**** ページ本文

会いたい人はたくさんいる。

でも誰に今一番会いたいか…一番、会わなければいけないのかと考えるならば

わたしは



今、入院している父方の祖母に会いたい。





2年前まで通っていた高校は家から電車で1時間と遠かったのだが、その高校の近くの病院に、祖母は入院している。

わたしは今大学生で上京しているが、あの頃、どうしてもっと頻繁に見舞わなかったのか、と後悔している。

父も「ババアも会いたいだろうから見舞い行かないか?」とよく言っていたが(父は口は悪いし、祖母とも仲はよくなかったが、祖母のことを思っていたのだと思う)わたしはあまりいい顔をしなかった。


今では会いたいと思っても直ぐに会いに行くことはできない。


東京と東北の実家との距離は、遠すぎる。

********
**** 提供データ

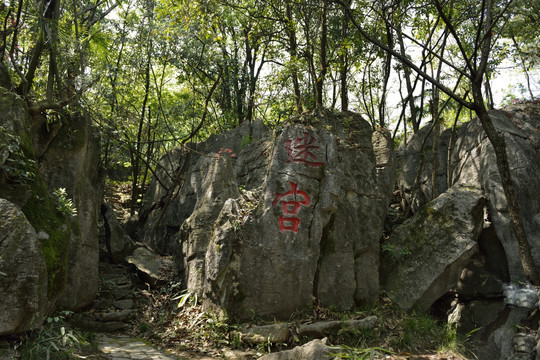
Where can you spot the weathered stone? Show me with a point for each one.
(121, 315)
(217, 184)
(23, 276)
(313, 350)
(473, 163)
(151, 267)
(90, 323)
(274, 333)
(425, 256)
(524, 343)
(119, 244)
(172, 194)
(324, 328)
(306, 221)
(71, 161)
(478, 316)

********

- 作業指示 -
1: 祖母への思いを書いた本文について、次の(a)〜(c)が内容と合っているかを「はい」か「いいえ」で答え、判断の根拠となる本文の言葉をそのまま引用せよ。(a) 筆者は現在、大学生として上京している。(b) 筆者が通っていた高校は、家から電車で30分ほどの距離だった。(c) 父は祖母と仲がよかった。
2: 祖母に会いたいという本文を、最後の文の後から書き継げ。

- 解答一覧 -
1:
(a) はい。「わたしは今大学生で上京している」
(b) いいえ。「家から電車で1時間と遠かった」
(c) いいえ。「祖母とも仲はよくなかった」

2:
わたしが物心つく頃から、母と祖母は仲が悪かった。

父と母との結婚を反対された時からのようだ。

母は育ちの良い家柄だったので、田舎の普通より、寧ろ質素に暮らしている家では歓迎されなかったようだ。

逆もまたしかりで父は母方の祖父に猛反対されたようだったが、そちらは丸く収まっていたように思える。


父には姉と妹がいて、その2人の家族もやってきて、喧嘩染みた話し合いが行われたのも覚えている。

わたしはとても小さい頃だったが、初めて胃が痛くなったのは、その時だったかもしれない。

とにかく子供は母親に影響されるもの…わたしも母親に影響されてか、父方の親戚同様、母との喧嘩の当人でもある祖母が嫌いになった。



母が泣くのが、嫌だったのだ。



けれど、思い返してみれば、祖母はわたしには優しかったと思う。

マザコンとも言える程母好きな弟は思い切り祖母を毛嫌いしていて、暴言を吐いていたから、祖母も流石にその様子には憤慨しているようだったが

わたしには、何の問題も起こさない存在だった。

祖母は家にいる時、わたしにお菓子をくれたが、煎餅などあまり好きではなくて嫌な顔をして「弟にあげて」と断ったのを覚えている。それは祖父も同様だ。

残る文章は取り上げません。